Collected data
-.-.-
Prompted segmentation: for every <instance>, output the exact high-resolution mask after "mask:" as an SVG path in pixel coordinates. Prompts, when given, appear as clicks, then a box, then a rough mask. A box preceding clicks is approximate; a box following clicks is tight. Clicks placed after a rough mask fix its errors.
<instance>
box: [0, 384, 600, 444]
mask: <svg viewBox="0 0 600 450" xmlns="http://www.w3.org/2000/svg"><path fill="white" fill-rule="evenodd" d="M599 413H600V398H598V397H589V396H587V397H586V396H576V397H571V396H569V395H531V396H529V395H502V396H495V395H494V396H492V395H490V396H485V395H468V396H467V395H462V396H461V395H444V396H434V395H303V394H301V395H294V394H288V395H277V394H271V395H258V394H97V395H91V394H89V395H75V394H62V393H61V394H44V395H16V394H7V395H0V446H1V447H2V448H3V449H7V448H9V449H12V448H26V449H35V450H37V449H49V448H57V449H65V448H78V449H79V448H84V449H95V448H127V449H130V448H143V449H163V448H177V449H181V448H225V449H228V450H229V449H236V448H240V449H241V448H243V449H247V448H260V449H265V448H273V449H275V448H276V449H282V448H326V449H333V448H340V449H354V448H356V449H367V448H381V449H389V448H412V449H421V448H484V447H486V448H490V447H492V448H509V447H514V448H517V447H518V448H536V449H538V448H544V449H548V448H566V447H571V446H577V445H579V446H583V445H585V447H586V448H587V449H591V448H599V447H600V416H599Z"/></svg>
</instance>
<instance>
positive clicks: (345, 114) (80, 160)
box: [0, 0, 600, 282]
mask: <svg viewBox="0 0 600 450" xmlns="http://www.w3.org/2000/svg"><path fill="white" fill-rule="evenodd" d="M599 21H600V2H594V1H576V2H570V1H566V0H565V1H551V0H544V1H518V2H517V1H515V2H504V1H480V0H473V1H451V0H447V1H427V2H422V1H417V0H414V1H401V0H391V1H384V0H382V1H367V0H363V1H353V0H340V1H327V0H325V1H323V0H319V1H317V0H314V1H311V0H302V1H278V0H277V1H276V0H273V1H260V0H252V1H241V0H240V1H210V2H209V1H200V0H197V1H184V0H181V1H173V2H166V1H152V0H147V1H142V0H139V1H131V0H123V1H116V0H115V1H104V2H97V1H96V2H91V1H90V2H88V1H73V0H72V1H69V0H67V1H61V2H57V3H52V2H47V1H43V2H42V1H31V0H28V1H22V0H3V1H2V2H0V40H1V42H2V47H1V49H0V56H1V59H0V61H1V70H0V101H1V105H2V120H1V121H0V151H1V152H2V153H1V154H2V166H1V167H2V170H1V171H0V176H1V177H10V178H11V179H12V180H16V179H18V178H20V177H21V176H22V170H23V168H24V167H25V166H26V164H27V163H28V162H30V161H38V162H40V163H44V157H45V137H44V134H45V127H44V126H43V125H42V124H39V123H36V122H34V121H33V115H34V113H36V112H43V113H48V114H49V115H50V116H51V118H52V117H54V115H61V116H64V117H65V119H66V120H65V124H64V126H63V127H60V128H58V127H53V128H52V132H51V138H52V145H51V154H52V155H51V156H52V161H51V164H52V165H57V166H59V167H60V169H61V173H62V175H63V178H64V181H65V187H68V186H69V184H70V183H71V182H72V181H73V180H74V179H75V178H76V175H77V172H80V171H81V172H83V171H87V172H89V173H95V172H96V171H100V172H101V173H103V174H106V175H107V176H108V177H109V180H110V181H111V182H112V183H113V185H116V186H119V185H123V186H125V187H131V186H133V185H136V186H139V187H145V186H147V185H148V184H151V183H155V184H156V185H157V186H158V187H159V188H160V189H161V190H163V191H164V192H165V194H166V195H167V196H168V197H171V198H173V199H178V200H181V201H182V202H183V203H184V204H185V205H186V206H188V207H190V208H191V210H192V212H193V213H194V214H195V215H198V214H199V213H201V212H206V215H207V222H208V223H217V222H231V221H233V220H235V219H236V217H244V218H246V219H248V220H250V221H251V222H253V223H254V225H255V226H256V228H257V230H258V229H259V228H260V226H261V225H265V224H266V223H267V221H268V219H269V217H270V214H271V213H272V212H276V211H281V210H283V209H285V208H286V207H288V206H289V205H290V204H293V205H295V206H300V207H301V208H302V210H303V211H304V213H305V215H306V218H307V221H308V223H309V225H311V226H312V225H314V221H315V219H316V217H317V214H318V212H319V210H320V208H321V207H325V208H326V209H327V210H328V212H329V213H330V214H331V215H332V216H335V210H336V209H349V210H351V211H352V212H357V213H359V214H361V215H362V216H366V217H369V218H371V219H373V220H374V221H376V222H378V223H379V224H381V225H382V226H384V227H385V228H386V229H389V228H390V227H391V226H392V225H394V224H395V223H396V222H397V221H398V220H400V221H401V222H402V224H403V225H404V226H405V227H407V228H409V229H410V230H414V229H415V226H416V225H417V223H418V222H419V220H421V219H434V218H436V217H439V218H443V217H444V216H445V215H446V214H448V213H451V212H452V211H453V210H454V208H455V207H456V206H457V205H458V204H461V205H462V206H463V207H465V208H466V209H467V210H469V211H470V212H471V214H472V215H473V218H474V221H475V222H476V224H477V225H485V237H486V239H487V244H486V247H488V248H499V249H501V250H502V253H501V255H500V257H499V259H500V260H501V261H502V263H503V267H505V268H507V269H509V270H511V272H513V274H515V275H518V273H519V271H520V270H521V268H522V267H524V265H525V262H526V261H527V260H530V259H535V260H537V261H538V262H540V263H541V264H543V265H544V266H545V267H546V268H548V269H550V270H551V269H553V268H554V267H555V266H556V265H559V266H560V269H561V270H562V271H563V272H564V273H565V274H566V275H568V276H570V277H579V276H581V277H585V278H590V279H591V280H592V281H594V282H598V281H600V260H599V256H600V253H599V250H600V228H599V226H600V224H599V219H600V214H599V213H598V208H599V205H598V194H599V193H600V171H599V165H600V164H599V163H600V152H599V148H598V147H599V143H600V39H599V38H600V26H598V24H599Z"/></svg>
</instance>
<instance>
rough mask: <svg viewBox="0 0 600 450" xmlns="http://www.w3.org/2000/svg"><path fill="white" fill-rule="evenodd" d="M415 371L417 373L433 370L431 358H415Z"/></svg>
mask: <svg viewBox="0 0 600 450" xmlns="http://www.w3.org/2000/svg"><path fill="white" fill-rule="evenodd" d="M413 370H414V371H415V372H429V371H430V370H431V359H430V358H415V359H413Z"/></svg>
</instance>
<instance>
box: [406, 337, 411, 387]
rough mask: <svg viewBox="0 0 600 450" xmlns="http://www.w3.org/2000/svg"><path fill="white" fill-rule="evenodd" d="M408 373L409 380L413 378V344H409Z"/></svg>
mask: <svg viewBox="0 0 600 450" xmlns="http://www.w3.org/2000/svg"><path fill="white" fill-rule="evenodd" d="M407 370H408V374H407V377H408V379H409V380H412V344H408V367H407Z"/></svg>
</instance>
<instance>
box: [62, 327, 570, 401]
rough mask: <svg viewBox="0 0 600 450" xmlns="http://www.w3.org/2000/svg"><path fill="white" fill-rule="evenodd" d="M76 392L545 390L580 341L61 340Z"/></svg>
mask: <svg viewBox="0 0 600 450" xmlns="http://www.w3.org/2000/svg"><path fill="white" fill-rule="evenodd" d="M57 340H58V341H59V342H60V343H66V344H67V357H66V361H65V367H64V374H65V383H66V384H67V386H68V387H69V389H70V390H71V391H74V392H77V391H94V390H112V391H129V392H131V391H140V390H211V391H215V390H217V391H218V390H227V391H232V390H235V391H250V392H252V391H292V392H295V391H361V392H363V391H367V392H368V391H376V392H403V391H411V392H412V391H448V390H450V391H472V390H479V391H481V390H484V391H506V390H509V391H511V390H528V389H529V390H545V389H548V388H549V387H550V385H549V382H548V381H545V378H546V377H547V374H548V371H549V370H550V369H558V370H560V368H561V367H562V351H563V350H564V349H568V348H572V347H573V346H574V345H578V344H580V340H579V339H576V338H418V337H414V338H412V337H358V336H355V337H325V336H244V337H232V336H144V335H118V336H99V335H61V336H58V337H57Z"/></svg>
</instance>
-.-.-
* WORK INSTRUCTION:
Set down precisely the lines above between the line holding "box: [406, 337, 411, 387]" and the line holding "box: [62, 327, 570, 401]", inclusive, and nothing beyond them.

* EXERCISE ANSWER:
box: [406, 337, 411, 387]
rough mask: <svg viewBox="0 0 600 450" xmlns="http://www.w3.org/2000/svg"><path fill="white" fill-rule="evenodd" d="M408 373L409 380L413 378V344H409Z"/></svg>
mask: <svg viewBox="0 0 600 450" xmlns="http://www.w3.org/2000/svg"><path fill="white" fill-rule="evenodd" d="M407 370H408V374H407V377H408V379H409V380H412V344H408V367H407Z"/></svg>
</instance>
<instance>
box: [62, 327, 570, 401]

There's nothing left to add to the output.